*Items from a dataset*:
::::

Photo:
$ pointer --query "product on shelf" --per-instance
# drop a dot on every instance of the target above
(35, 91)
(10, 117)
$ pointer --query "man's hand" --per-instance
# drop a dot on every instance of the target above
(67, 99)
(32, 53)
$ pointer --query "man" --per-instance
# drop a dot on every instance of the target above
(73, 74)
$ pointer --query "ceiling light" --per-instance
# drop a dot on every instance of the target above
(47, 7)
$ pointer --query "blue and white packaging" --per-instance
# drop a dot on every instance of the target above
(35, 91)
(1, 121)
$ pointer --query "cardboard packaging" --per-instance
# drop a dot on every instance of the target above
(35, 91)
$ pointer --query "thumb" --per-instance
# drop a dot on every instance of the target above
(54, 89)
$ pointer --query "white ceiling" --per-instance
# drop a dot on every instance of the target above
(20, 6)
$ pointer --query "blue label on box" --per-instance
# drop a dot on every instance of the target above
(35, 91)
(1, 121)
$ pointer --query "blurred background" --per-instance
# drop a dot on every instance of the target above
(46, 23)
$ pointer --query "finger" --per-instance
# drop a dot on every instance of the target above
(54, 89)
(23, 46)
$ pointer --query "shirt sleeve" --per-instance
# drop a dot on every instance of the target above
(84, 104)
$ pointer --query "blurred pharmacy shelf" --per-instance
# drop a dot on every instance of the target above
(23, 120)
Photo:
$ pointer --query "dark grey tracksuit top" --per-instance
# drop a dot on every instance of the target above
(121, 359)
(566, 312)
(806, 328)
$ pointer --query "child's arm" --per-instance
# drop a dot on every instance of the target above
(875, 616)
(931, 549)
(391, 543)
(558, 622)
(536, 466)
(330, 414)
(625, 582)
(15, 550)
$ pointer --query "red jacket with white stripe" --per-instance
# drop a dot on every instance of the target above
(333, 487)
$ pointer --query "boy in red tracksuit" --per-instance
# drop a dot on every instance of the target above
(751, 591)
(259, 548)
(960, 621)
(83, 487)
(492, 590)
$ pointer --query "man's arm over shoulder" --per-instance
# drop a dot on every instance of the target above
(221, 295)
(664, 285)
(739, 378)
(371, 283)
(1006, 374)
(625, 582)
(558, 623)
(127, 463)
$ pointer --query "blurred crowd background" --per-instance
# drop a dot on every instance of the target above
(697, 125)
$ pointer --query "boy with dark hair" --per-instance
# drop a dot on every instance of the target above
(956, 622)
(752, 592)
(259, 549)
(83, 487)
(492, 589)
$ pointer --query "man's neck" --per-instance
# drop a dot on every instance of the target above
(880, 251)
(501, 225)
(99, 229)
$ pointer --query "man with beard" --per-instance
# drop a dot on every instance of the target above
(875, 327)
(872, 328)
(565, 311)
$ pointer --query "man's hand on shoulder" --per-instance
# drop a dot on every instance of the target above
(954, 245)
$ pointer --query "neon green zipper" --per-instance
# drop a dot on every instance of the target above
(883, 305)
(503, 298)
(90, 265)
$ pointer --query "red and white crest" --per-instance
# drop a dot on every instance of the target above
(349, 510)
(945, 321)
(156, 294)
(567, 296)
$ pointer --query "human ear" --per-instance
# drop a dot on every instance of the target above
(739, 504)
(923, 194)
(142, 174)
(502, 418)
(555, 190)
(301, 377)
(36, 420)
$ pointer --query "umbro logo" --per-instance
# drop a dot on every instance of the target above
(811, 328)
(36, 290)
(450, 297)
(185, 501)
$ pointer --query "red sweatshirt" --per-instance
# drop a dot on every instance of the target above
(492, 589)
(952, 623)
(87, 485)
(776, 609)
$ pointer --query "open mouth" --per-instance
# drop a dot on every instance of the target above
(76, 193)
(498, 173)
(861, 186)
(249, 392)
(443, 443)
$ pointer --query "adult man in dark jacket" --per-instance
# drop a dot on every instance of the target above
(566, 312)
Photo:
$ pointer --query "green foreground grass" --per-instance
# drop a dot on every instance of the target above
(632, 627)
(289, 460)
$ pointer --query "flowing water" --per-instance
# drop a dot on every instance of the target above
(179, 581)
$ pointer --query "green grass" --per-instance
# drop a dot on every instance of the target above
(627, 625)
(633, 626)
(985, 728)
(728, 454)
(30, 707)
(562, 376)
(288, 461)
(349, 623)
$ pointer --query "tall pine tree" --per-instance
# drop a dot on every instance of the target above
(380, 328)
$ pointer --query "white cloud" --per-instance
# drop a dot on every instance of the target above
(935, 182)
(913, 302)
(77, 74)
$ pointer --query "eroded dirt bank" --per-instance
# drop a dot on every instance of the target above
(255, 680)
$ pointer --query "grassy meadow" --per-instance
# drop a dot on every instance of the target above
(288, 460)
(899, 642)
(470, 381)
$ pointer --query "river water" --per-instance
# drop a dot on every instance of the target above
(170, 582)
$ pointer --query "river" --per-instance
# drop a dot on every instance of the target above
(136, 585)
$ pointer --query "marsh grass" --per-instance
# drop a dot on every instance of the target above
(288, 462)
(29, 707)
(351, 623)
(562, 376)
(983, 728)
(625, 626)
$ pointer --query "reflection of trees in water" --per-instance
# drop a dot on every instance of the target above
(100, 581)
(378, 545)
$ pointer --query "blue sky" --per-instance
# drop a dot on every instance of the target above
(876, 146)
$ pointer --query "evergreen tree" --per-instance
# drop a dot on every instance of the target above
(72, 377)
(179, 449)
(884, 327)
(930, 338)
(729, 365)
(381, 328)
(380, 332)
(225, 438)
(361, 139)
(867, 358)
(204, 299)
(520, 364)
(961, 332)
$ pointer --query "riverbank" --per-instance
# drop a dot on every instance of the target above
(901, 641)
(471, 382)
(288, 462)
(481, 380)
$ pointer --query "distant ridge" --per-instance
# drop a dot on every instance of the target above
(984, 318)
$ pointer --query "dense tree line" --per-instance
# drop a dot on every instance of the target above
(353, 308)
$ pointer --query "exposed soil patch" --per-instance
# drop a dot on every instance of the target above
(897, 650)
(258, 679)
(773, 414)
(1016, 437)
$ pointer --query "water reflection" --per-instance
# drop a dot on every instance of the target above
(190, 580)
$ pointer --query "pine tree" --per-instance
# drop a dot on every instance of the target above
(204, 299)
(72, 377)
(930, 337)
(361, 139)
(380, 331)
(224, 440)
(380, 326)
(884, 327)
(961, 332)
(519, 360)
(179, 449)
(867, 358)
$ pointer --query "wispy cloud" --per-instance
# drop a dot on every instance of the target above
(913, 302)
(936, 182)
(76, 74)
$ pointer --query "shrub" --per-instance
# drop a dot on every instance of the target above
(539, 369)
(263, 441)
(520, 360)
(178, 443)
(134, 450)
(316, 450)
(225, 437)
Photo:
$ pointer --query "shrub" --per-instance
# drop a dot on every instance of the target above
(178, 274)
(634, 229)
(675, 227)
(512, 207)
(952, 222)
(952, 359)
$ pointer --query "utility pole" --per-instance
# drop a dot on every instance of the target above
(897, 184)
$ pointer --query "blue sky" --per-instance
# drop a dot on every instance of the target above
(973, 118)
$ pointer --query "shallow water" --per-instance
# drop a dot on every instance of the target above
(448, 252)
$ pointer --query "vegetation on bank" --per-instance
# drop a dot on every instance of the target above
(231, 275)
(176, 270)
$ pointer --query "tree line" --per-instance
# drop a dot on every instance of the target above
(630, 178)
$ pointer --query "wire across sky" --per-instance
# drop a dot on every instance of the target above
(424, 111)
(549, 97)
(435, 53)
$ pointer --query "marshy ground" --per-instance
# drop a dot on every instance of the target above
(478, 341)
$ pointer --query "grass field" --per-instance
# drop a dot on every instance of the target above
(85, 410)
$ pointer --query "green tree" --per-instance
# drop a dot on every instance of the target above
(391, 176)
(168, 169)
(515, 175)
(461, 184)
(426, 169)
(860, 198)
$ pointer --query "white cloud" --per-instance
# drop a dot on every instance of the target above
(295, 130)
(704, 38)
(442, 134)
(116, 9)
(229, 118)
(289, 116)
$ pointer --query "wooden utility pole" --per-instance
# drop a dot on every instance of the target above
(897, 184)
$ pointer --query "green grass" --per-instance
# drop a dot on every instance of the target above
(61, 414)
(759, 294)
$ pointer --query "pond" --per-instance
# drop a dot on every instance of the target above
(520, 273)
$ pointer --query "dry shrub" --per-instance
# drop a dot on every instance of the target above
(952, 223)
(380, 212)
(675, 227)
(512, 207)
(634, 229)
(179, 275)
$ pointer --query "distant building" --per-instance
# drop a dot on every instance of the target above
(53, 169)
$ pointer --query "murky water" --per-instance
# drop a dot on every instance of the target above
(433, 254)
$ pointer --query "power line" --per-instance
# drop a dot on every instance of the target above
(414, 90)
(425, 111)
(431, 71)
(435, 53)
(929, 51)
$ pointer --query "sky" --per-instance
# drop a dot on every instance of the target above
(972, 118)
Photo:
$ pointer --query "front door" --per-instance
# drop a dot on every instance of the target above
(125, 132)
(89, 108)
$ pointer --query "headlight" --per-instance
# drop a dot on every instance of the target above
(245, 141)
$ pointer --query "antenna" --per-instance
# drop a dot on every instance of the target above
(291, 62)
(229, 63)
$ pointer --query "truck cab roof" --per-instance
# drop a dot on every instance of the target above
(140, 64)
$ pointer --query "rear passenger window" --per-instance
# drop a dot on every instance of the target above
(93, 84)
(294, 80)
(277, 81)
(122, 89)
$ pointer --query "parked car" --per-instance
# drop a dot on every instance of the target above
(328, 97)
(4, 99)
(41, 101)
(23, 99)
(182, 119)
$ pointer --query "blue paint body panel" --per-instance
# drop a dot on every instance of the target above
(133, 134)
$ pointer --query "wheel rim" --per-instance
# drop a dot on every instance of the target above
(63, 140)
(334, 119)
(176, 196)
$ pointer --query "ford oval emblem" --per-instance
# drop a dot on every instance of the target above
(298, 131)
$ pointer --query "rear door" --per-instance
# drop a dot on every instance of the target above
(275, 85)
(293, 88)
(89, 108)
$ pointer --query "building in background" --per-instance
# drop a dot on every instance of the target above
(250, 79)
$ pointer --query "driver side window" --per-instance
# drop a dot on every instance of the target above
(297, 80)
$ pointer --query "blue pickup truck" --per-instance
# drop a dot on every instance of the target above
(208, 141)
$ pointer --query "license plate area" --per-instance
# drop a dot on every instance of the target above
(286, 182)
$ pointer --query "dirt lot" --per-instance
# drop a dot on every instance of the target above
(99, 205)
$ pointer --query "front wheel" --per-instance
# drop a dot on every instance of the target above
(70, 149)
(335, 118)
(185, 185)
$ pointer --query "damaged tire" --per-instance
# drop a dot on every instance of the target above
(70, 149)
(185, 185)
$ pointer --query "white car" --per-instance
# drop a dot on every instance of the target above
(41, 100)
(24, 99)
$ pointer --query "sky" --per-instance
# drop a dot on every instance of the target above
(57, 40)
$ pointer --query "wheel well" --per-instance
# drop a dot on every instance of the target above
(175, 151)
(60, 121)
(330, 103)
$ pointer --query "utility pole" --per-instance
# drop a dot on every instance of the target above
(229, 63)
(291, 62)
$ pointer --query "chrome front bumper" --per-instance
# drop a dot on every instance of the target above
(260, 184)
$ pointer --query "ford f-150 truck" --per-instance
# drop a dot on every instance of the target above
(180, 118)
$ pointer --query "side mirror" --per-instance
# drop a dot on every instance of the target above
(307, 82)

::::

*Exercise objective*: A complete answer reproduces every line of the records in which the word "door" occurs.

*Finished task*:
$ pointer --query "front door" --per-instance
$ pointer --query "rear door" --per-instance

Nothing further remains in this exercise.